Only the number is wanted: how many lines in the data contain "metal"?

--- START ---

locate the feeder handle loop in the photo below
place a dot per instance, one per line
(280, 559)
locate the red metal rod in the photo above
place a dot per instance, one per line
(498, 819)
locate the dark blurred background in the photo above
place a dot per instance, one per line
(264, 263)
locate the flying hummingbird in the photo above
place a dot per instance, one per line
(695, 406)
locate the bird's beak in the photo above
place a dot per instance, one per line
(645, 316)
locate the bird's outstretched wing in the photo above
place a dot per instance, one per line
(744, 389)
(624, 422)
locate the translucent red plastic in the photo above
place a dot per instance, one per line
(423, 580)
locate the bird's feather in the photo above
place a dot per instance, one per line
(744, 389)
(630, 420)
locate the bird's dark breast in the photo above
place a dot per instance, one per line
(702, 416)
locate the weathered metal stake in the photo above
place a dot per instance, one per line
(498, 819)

--- END ---

# The answer:
2